> **Written exercise**
Scale the records from their start through the line containing "[[106, 171], [253, 172]]" and rewrite only those lines, requests included. Multiply every coordinate in the answers by 1.25 and round each to a whole number, with halves going up.

╭─ Material

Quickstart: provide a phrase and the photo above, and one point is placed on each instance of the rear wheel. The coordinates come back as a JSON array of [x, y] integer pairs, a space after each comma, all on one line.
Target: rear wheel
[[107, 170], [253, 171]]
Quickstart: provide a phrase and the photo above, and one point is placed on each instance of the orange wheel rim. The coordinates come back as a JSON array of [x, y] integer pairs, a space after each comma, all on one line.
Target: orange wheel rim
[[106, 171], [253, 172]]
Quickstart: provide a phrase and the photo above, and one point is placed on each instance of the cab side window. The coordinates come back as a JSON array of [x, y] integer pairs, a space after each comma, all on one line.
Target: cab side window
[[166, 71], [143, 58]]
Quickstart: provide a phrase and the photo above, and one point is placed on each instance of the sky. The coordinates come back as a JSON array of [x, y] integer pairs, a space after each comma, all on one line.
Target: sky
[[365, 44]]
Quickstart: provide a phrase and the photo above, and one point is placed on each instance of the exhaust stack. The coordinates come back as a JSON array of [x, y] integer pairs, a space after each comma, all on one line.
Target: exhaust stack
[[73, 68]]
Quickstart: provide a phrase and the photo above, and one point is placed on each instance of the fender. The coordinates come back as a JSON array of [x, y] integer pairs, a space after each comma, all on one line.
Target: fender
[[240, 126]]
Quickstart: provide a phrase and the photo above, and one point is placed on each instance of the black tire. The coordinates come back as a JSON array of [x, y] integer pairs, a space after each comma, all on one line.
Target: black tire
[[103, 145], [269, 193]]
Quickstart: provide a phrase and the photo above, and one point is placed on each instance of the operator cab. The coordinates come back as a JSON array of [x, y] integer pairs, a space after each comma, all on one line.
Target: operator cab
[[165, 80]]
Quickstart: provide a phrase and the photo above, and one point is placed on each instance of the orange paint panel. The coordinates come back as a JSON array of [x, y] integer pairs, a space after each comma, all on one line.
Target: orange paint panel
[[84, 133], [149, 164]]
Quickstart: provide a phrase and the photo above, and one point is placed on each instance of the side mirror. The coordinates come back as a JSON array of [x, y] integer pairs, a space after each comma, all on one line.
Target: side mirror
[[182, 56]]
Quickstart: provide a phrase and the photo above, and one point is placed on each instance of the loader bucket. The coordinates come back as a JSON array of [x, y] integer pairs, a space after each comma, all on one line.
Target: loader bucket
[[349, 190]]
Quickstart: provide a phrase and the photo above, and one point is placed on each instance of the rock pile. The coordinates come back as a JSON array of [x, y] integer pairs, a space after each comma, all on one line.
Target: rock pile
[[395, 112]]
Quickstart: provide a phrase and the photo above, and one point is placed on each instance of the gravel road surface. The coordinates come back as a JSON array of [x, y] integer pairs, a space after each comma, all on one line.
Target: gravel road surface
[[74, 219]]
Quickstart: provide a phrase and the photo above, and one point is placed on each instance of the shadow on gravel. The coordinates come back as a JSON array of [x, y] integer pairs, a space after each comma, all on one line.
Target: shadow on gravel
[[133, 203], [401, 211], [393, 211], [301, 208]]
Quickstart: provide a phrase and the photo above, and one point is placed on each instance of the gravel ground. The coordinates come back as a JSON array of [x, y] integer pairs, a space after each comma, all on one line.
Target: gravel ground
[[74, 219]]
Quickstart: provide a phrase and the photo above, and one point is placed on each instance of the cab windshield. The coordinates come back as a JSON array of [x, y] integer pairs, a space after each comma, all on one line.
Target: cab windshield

╰─

> **Finished answer**
Quickstart: provide a phrase and the photo above, and one point is placed on each instance of the rear wheel. The coordinates come back as a JSON array of [x, y] integer pairs, a space after each comma, all on one line.
Target: rear wheel
[[134, 213], [316, 214]]
Quickstart: provide a phrase and the photo above, and one point is placed on each instance of the orange wheel rim. The coordinates come back as a JSON array of [x, y] integer pairs, a space after each comma, all on one line.
Target: orange wheel rim
[[133, 214], [316, 215]]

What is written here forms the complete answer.